**WHAT IS ASKED:**
Output the material below word for word, leaving out the pictures.

**DATASET CONTENT:**

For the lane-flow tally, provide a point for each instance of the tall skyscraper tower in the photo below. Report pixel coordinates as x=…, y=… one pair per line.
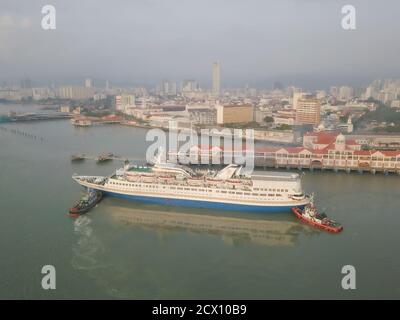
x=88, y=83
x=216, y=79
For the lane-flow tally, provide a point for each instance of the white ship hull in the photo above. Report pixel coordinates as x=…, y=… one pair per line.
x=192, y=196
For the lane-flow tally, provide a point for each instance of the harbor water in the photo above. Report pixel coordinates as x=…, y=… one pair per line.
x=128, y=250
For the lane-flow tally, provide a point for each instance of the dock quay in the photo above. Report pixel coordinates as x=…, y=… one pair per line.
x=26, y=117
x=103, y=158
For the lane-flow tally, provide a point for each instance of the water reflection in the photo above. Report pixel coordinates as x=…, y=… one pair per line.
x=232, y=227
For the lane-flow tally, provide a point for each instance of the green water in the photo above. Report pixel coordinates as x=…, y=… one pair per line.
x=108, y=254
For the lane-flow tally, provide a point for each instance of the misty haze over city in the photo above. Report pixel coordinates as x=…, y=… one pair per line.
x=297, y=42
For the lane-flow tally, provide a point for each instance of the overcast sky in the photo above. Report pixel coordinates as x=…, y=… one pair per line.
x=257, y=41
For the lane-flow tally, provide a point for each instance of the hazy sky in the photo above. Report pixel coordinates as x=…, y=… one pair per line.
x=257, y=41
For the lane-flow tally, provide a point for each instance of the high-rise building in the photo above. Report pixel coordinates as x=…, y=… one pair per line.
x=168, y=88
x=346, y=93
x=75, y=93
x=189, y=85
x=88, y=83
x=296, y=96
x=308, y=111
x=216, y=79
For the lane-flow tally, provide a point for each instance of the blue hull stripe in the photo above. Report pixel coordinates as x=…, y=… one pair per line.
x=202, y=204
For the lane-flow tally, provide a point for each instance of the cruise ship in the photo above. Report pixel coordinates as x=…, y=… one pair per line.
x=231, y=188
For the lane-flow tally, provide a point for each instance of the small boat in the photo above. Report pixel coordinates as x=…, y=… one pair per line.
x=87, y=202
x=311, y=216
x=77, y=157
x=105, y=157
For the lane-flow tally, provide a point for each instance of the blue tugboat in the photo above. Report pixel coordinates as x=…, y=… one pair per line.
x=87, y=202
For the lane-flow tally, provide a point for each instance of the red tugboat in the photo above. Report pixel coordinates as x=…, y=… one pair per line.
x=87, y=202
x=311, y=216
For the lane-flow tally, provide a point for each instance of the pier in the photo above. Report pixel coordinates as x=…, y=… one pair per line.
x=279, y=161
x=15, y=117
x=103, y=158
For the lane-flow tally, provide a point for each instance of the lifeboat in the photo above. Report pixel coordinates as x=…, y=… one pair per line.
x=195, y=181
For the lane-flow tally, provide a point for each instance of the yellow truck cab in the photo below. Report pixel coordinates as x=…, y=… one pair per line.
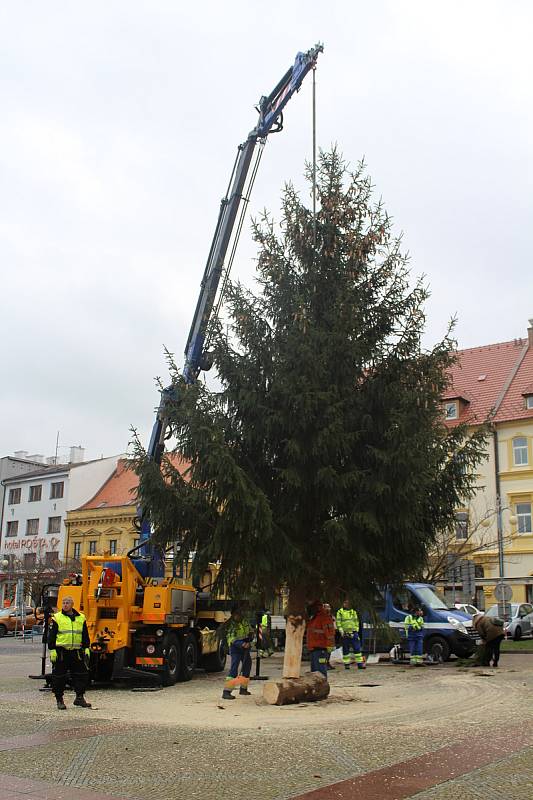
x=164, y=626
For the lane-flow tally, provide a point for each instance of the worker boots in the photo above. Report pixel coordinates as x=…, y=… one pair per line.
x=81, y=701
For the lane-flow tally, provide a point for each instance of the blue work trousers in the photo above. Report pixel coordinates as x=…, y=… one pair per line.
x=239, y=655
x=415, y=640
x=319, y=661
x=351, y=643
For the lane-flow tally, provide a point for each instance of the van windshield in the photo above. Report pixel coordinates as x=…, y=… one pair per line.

**OUTPUT FOR THIS EXERCISE:**
For the lane-flow tally, provide a point for each instance of the tall skyscraper tower in the photo below. Report pixel coordinates as x=…, y=… one pair per line.
x=88, y=83
x=216, y=79
For the lane-flow tally, provide a point for each instance of the white ship hull in the photo above. Report pixel coordinates as x=…, y=… one pair per line.
x=192, y=196
For the lane-flow tally, provide a point for each instance of the harbor water in the photo above. Report pixel coordinates as x=…, y=… one pair per line.
x=128, y=250
For the lane-flow tally, provide a point for each instance of the dock quay in the photo above. Report pixel coordinates as x=…, y=… one pair per line.
x=26, y=117
x=103, y=158
For the lane-flow tally, provide a point for each instance of the water reflection in the photo above. Report pixel coordinates as x=…, y=… one pair per line.
x=232, y=227
For the lane-flow tally, provide a point for each instance of the green water in the photo above. Report pixel coordinates as x=…, y=… one pair per line.
x=108, y=254
For the lane-flow tally, provide a point for each instance of the misty haze over city in the photo above. Report pixel coordinates as x=…, y=… one pair per line.
x=297, y=42
For the lane-flow tally, provide a point for each instance of the overcast sky in the photo above. Report pixel coordinates as x=…, y=… one pair per line.
x=257, y=41
For the lane-flow tally, provide a point for each instance of the hazy sky in the photo above. Report pixel coordinates as x=…, y=… one pair per line.
x=257, y=41
For the lane-flow tally, provide a point for each instance of the high-rise building in the photo above. Report pixel coordinates as x=…, y=… one pair per line.
x=168, y=88
x=346, y=93
x=75, y=93
x=189, y=85
x=88, y=83
x=296, y=96
x=308, y=111
x=216, y=79
For the lane-flow tally, provide a point for each instance of the blue hull stripe in the photo above. Report pixel coordinates as x=…, y=… one pair per line.
x=202, y=204
For the lane-flow tally, provide a point for each instance of the cruise ship in the photo above. Report pixel coordinates as x=…, y=… one pair per line.
x=231, y=188
For the lane-flow tally, provide a point for each instance of the small boat in the photo above. Report pixel coordinates as x=…, y=… one pair per line.
x=87, y=202
x=311, y=216
x=77, y=157
x=105, y=157
For the lane-flow tally, provide a point for each instance of the blue tugboat in the photo above. Report pixel coordinates as x=…, y=… one pair per line.
x=87, y=202
For the lane-flow tally, provide a point for each instance of the red tugboat in the photo above. Report pixel coordinates as x=…, y=… one pair per line.
x=87, y=202
x=311, y=216
For the lane-flow tally, provide a point for each instance of the pier in the photo above. Report pixel coordinates as x=…, y=… one pair per line.
x=279, y=161
x=15, y=117
x=103, y=158
For the lane-flow tally, provide a point for each instance of the lifeboat in the photo above. Report pixel coordinates as x=…, y=… one pair per line.
x=195, y=181
For the lane-flow tally, provide a point for each instance of the yellow truck cab in the photo below. Report pixel coordinates as x=…, y=… one pair per line.
x=164, y=626
For the lane-flow tally, provide a point for each instance of the worker boots in the photo above. Report pixel coordinates as x=…, y=… one pair per line.
x=81, y=701
For the lane-flow tally, provide a point for each instance of the blue work trousers in the photo above. Report pixel coordinates as x=…, y=… one pair per line.
x=239, y=655
x=415, y=640
x=319, y=661
x=351, y=643
For the lane-flow tally, provide a point for each instance of the van windshield in the photo above. Report pixel coordinates as x=…, y=… one pair per line.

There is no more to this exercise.